• [Work required]: Edit the rows below so that "pick out" becomes "locate" everywhere it occurs. Keep everything else unchanged.

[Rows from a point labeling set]
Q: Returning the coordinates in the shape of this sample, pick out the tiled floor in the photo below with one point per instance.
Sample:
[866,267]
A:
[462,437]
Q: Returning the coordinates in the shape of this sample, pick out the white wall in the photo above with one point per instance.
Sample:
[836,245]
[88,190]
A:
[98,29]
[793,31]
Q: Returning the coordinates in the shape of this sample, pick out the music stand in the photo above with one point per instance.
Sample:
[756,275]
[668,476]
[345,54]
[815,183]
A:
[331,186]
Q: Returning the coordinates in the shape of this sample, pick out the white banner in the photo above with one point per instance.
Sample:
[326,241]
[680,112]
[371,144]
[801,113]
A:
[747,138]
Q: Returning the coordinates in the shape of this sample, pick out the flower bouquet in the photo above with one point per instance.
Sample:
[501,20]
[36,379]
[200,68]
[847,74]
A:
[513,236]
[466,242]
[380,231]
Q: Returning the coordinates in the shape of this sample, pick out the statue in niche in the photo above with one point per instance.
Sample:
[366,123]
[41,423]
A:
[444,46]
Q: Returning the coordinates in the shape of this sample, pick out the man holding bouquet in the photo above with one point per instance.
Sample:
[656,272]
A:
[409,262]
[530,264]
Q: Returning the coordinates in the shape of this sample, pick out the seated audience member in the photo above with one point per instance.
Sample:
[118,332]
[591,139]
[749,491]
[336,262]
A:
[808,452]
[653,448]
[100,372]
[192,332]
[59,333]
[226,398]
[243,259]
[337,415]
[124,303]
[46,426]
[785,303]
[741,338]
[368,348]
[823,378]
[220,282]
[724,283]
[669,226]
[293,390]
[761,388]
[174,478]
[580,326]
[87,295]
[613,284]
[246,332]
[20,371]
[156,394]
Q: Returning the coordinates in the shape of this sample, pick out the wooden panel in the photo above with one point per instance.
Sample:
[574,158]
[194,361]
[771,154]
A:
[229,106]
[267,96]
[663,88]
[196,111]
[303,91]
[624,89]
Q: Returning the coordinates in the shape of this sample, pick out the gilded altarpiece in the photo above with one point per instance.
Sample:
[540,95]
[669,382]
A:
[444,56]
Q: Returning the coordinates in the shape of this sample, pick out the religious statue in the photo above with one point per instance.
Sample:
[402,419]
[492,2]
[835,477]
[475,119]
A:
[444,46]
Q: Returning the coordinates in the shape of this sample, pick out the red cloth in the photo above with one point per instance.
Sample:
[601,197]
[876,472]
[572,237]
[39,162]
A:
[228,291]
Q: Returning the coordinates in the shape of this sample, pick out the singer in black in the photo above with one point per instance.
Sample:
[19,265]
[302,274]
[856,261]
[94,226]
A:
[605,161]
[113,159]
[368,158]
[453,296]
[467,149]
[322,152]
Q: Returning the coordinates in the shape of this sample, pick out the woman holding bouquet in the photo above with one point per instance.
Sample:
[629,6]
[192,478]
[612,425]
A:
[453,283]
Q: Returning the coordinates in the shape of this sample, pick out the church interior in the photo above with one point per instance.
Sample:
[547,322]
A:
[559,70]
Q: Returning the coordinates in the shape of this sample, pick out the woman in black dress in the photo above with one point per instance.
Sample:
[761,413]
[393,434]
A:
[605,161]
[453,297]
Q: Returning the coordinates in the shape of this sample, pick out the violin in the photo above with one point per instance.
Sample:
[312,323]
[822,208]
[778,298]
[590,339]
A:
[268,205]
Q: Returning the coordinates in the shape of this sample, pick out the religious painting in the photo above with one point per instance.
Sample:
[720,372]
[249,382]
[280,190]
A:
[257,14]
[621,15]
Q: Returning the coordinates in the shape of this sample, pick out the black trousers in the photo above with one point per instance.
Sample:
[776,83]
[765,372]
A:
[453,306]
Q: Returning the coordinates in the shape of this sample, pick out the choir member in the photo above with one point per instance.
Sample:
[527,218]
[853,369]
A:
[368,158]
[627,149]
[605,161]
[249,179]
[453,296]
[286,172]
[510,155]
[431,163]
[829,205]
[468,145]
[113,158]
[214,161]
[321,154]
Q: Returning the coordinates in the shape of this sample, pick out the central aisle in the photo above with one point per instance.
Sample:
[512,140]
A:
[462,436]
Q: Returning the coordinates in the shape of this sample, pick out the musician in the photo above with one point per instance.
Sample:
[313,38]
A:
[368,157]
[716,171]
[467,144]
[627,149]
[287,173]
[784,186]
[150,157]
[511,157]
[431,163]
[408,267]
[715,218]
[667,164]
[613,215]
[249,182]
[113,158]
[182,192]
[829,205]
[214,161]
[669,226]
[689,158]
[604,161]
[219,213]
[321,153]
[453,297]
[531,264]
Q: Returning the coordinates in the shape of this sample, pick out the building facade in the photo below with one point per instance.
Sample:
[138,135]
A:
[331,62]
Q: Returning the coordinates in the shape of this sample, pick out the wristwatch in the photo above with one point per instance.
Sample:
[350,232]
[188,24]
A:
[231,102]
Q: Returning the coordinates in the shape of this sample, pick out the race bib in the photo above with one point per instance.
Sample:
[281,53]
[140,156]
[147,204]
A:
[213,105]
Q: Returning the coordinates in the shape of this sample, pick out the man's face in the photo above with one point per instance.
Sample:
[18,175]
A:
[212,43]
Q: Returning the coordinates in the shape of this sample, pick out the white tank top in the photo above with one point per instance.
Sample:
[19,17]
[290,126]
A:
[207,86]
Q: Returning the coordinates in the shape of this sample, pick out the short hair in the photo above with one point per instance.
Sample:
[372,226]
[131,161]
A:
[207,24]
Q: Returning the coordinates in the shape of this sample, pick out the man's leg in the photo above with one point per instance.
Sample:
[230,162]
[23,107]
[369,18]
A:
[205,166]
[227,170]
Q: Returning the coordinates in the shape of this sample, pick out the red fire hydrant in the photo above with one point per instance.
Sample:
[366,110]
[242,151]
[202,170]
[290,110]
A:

• [Result for this exercise]:
Q: Returning the coordinates in the shape of this sample, locate the tiled floor in the photo below with one point per instance.
Sample:
[866,267]
A:
[462,437]
Q: Returning the coordinates in the shape of this sample, locate the white wall in the photo above with one point per instance.
Sample:
[836,245]
[88,190]
A:
[98,29]
[793,31]
Q: Returning the coordinates in the shape of this sample, locate the music stand in the photo above with one point per instance.
Sample:
[756,275]
[668,476]
[345,54]
[815,183]
A:
[331,186]
Q: Returning the coordinates in the shape of this sample, locate the white banner in the photo above with one point per instance.
Sample:
[326,241]
[680,112]
[371,144]
[801,113]
A:
[747,138]
Q: Returning the coordinates in the shape of this sample, locate the flower bouquet in the photo above with one point per instance.
Sample:
[501,20]
[36,379]
[200,68]
[847,74]
A:
[513,236]
[466,242]
[380,231]
Q: Returning the coordinates in the shape of this sample, locate the statue in niche in the photo above with one point per instance.
Sample:
[366,123]
[41,423]
A:
[444,46]
Q: Returning the coordinates in the shape of this sample, locate the man holding bouquet in the photo above with one point per instance.
Sample:
[656,272]
A:
[409,262]
[530,264]
Q: Returning the coordinates in the shape of this sample, locate the seated audience member in the photo above with one point per instance.
Sample:
[118,332]
[591,139]
[749,491]
[336,262]
A:
[808,452]
[653,448]
[100,372]
[192,332]
[59,333]
[226,398]
[243,259]
[337,415]
[124,303]
[46,426]
[785,303]
[741,338]
[368,348]
[823,378]
[220,282]
[724,283]
[669,226]
[293,390]
[761,388]
[174,478]
[580,326]
[87,295]
[613,284]
[246,332]
[20,371]
[156,394]
Q: Returning the coordinates in the shape of this sample, locate the wooden panel in the photo above with one point per instance.
Sample:
[574,158]
[194,361]
[771,154]
A:
[229,106]
[267,96]
[663,88]
[196,111]
[303,91]
[624,89]
Q: Returning the coordinates in the shape of this sample, locate the gilded altarpiece in the photo above with one point per instance.
Sample:
[540,95]
[669,382]
A:
[444,56]
Q: Returning the coordinates in the shape of this sample, locate the religious statue in the photo above with one point per instance.
Sample:
[402,419]
[492,2]
[835,477]
[475,119]
A:
[444,46]
Q: Returning the coordinates in the shape of this sample, locate the red cloth in the photo above with one point per instance.
Sample:
[601,197]
[876,472]
[572,237]
[39,162]
A:
[228,291]
Q: Returning the coordinates in the shape of this sample, locate the singer in black in the photo above with one point per instance.
Sample:
[19,265]
[302,274]
[856,261]
[94,226]
A:
[605,161]
[113,159]
[368,158]
[453,296]
[467,149]
[322,152]
Q: Returning the coordinates in the shape of this sample, locate the woman holding bouquet in the photo above with one point per instance.
Sample:
[629,6]
[192,478]
[612,425]
A:
[453,283]
Q: Returning the coordinates in the shape of this sample, locate the church interior in the photo above with one point per instance.
Sample:
[547,322]
A:
[559,70]
Q: Returning the coordinates in the shape of this sample, locate the woman in black dress in the photo above with one point per instance.
Sample:
[761,413]
[393,434]
A:
[605,161]
[453,297]
Q: Returning the coordinates in the shape of this sample, locate the violin in the photo above with one point per instance.
Sample:
[312,323]
[822,208]
[778,298]
[590,339]
A:
[268,205]
Q: Returning the coordinates in the shape of this sample, locate the religious painting in the photo above with one point per instance.
Sample:
[720,372]
[249,382]
[280,190]
A:
[257,14]
[621,15]
Q: Returning the coordinates in the shape of this sample, locate the black trousers in the photo above with one point per instance.
Sample:
[776,83]
[765,372]
A:
[453,306]
Q: Returning the coordinates in the shape of this sample, locate the choir member in the photo above with one point per instance.
Sample:
[527,218]
[853,369]
A:
[368,158]
[627,149]
[605,161]
[249,179]
[453,296]
[286,172]
[510,155]
[431,163]
[829,205]
[468,145]
[113,158]
[214,161]
[321,154]
Q: Returning the coordinates in the shape of this sample, locate the central aisle in the photo above with one point per instance.
Sample:
[512,140]
A:
[462,436]
Q: Returning the coordinates in the shape of this sample, locate the musician in the photo above with one point per instance.
Sample:
[313,38]
A:
[368,157]
[716,171]
[467,144]
[627,149]
[287,173]
[784,186]
[150,157]
[511,157]
[431,163]
[408,267]
[715,218]
[667,164]
[613,215]
[249,182]
[113,158]
[182,192]
[829,205]
[214,161]
[669,226]
[689,158]
[604,161]
[219,213]
[321,153]
[453,297]
[531,264]
Q: Returning the coordinates in the shape of this sample, locate the building facade in the photo below with one point per instance.
Sample:
[138,135]
A:
[331,62]
Q: Returning the coordinates in the shape of this sample, locate the wristwatch in the photo above with one point per instance.
Sample:
[350,232]
[188,24]
A:
[231,102]
Q: Returning the coordinates in the shape of this sample, locate the race bib in the photo above with one point per instance.
Sample:
[281,53]
[140,156]
[147,204]
A:
[213,105]
Q: Returning the coordinates in the shape of this sample, locate the man's face in the photo above with one point per instance.
Sample:
[18,175]
A:
[212,43]
Q: Returning the coordinates in the shape of this sample, locate the white tank top in the photo above with one point per instance.
Sample:
[19,17]
[290,126]
A:
[207,86]
Q: Returning the coordinates in the shape of this sample, locate the short hair in the photo above with one point per instance.
Sample:
[372,226]
[131,161]
A:
[207,24]
Q: Returning the coordinates in the shape of this sample, locate the man's leg in the photo above with one point per instance.
Sample:
[230,162]
[23,107]
[369,18]
A:
[205,166]
[227,170]
Q: Returning the coordinates in the shape of this sample, locate the red fire hydrant in the photo above with one point per instance.
Sample:
[366,110]
[242,151]
[202,170]
[290,110]
A:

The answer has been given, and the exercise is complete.